• [Data for analysis]
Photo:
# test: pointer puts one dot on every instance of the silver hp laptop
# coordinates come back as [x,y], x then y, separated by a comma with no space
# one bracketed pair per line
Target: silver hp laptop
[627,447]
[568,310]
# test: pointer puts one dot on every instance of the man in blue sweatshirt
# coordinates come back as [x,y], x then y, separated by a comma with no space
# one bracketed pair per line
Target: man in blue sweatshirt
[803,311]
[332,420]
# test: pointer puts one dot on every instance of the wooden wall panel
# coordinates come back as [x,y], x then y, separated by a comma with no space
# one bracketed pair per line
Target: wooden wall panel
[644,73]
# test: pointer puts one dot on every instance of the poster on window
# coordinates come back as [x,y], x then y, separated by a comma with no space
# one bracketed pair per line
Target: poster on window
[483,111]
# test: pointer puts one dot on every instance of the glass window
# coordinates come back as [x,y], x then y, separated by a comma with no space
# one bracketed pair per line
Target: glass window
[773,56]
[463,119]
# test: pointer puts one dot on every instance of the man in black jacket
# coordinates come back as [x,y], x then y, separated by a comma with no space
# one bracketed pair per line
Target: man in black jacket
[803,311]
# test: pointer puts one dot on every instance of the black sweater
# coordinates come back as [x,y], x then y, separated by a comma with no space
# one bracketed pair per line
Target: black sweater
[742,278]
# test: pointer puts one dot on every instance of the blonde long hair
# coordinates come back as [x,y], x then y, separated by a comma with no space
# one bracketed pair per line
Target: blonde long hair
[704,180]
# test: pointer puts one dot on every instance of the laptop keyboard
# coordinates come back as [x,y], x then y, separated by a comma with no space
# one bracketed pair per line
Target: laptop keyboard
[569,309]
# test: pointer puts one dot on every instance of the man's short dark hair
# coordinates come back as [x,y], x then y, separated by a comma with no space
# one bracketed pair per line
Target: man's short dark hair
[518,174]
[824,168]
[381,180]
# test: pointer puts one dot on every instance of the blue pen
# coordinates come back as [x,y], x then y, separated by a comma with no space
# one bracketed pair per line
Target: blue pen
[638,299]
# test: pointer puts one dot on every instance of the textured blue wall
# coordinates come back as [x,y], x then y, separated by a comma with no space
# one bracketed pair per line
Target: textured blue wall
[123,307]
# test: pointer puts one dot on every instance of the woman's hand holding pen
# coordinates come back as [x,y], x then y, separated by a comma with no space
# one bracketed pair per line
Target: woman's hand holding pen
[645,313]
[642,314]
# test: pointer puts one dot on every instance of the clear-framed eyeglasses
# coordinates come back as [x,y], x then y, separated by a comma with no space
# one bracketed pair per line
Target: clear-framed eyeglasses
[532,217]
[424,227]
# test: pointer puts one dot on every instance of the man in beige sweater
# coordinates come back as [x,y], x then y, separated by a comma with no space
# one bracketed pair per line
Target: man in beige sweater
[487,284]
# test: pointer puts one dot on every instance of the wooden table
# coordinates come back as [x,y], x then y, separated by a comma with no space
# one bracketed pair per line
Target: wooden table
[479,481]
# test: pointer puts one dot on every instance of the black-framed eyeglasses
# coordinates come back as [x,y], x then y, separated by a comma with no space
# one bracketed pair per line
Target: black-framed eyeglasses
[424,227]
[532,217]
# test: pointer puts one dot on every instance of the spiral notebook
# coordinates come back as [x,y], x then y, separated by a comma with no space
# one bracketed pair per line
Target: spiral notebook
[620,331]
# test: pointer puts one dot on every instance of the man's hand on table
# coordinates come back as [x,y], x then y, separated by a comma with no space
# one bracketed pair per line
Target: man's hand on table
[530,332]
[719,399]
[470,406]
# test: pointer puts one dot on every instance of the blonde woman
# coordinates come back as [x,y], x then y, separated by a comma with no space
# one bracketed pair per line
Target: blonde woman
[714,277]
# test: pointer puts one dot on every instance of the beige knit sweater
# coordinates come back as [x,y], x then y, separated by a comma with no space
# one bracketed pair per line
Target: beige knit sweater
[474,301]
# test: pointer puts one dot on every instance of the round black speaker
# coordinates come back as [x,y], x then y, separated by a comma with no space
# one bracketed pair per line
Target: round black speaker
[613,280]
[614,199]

• [Your task] The answer is the data above, retyped exactly in full.

• [Exercise answer]
Photo:
# test: pointer puts one dot on every instance of the silver hp laptop
# coordinates come back as [x,y], x then y, separated by a comma with no space
# one bracketed pair per line
Target: silver hp laptop
[627,447]
[568,310]
# test: pointer puts one dot on every instance of the man in blue sweatshirt
# coordinates come back as [x,y], x then y, separated by a comma with no space
# one bracketed pair per line
Target: man in blue sweatshirt
[803,311]
[332,420]
# test: pointer puts one dot on every instance of the wooden wall panel
# coordinates come back as [x,y], x then y, separated by a comma with no space
# one bracketed pair per line
Target: wooden wall panel
[644,73]
# test: pointer puts one dot on every instance of the poster on window
# coordinates come back as [x,y], x then y, separated by a comma with no space
# one bracketed pair per line
Target: poster on window
[483,111]
# test: pointer puts one dot on every instance of the glass window
# coordinates come back as [x,y], x then y, separated by a comma with no space
# one bracketed pair per line
Target: glass window
[773,56]
[463,119]
# test: pointer puts one dot on every instance of the man in black jacket
# coordinates come back as [x,y], x then y, separated by a comma with no space
# one bracketed pair per line
Target: man in black jacket
[803,311]
# test: pointer puts one dot on every instance of the black sweater
# coordinates come back as [x,y], x then y, separated by a comma with no space
# one bracketed pair per line
Target: black sweater
[742,278]
# test: pointer puts one dot on every instance of the blonde long hair
# coordinates come back as [x,y], x then y, separated by a comma with no space
# one bracketed pair per line
Target: blonde long hair
[704,180]
# test: pointer puts one dot on every instance of the laptop keyboard
# coordinates come back as [x,y], x then y, separated by a comma with no space
# one bracketed pair per line
Target: laptop keyboard
[569,309]
# test: pointer puts one dot on every instance of the man's short dark hair
# coordinates come back as [x,y], x then y, separated by a comma with no space
# one bracketed pair per line
Target: man's short dark hair
[518,174]
[824,168]
[381,180]
# test: pointer puts one dot on every instance of the blue pen
# coordinates come back as [x,y], x then y, separated by a comma with no space
# one bracketed pair per line
Target: blue pen
[638,299]
# test: pointer puts one dot on every instance of the textured blue wall
# coordinates come back as [x,y], x then y, separated by a comma with no space
# one bracketed pair per line
Target: textured blue wall
[123,307]
# test: pointer puts one dot on every instance of the woman's hand holding pen
# coordinates come back as [x,y], x then y, separated by a comma with no space
# one bracketed pair per line
Target: woman's hand holding pen
[645,313]
[642,314]
# test: pointer puts one dot on every instance of the clear-framed eyeglasses
# coordinates come back as [x,y], x then y, separated by a comma with no space
# one bracketed pair per line
Target: clear-framed eyeglasses
[532,217]
[424,227]
# test: pointer puts one dot on every instance of the man in beige sweater
# coordinates come back as [x,y], x then y, separated by a comma with no space
# one bracketed pair per line
Target: man in beige sweater
[487,284]
# test: pointer puts one dot on every instance of the wooden table
# coordinates come back as [x,y], x then y, separated by a comma with no space
# one bracketed pair per line
Target: wooden table
[479,481]
# test: pointer puts one dot on every instance of the black-framed eyeglasses
# coordinates come back as [x,y], x then y, separated by a comma with no space
# one bracketed pair per line
Target: black-framed eyeglasses
[424,227]
[532,217]
# test: pointer puts one dot on every instance of the spiral notebook
# coordinates come back as [x,y], x then y, separated by a comma with no space
# one bracketed pair per line
Target: spiral notebook
[620,331]
# test: pointer puts one dot on every instance of the man's hand on table
# coordinates come back as [x,y], x then y, separated by a comma with no space
# one bracketed pair per line
Target: man's hand on table
[530,332]
[719,399]
[470,406]
# test: pointer puts one dot on every instance of the blonde woman
# coordinates come back as [x,y], x then y, separated by a comma with no space
# one bracketed pair per line
Target: blonde woman
[714,277]
# test: pointer puts one dot on every instance of the beige knit sweater
# coordinates come back as [x,y], x then y, separated by a comma with no space
# one bracketed pair per line
Target: beige knit sweater
[474,301]
# test: pointer puts one dot on every instance of the round black speaker
# coordinates come back as [x,y], x then y, separated by a comma with no space
# one bracketed pair per line
Target: round black speaker
[613,280]
[614,199]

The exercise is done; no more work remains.